### Task instructions
Reproduce every item below word for word, leaving out the pictures.
━━━ Data supplied
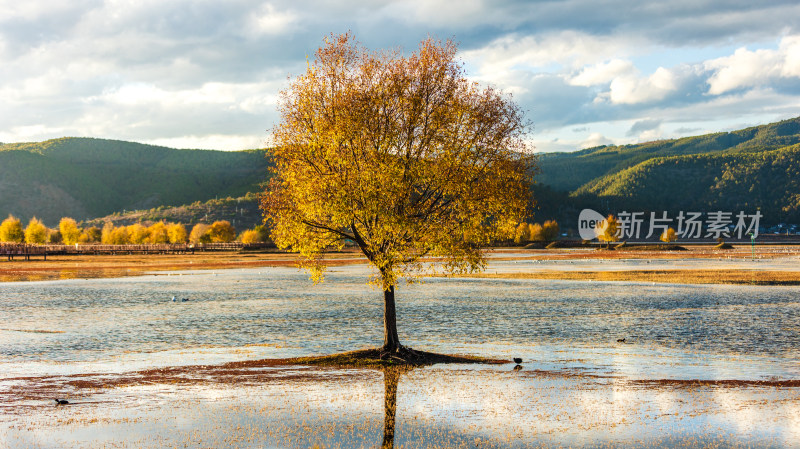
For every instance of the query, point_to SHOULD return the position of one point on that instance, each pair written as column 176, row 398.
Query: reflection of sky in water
column 583, row 395
column 671, row 331
column 444, row 406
━━━━━━
### Problem solution
For every instance of the query, point_to SHOULD return the position of one point on that instance, each pair written as column 176, row 398.
Query: reflection of sky in water
column 583, row 395
column 671, row 331
column 444, row 406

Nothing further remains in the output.